BEGIN Data listing

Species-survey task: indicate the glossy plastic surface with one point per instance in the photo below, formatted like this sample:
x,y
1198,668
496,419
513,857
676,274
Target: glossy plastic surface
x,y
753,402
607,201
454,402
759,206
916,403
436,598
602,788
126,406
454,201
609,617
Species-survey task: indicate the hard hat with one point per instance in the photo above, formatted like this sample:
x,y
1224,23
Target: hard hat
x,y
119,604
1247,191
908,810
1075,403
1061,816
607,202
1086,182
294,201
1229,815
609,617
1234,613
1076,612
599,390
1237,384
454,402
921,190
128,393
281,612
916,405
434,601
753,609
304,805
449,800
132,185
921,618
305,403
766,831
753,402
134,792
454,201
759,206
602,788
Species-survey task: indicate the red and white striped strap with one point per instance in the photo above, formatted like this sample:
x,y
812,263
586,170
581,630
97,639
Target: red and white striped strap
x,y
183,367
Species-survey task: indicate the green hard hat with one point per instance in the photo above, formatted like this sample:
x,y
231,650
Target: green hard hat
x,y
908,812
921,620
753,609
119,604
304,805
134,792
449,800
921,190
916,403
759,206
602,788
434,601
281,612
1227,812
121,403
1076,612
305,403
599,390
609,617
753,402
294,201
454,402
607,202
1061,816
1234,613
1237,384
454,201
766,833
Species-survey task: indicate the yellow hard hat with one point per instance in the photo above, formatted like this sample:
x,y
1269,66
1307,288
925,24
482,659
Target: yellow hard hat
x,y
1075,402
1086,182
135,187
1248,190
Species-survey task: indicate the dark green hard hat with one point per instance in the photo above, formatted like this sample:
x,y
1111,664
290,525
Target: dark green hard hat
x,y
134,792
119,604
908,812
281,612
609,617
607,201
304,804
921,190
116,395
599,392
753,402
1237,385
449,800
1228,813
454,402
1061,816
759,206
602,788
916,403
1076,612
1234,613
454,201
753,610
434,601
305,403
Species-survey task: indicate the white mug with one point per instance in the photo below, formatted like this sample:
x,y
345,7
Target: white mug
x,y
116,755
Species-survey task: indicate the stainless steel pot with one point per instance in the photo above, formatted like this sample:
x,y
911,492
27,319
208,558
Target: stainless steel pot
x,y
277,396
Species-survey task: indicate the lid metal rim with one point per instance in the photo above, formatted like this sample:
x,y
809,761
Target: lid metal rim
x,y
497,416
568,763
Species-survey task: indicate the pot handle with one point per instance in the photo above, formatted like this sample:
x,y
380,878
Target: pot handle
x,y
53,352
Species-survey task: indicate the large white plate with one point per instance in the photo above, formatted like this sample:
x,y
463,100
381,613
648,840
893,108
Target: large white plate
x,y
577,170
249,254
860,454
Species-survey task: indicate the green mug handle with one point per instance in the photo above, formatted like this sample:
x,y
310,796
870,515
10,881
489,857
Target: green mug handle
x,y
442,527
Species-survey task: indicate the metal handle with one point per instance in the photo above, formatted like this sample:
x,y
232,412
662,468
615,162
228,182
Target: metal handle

END Data listing

Isolate the lines above that contain the word "below" and copy them.

Species-survey task: indicate the glossy plastic surface with one point per instance in the photo below, formatted like this sample:
Species-survey task: indicate the white mug with one point per instance in the photo below, formatted like this sample:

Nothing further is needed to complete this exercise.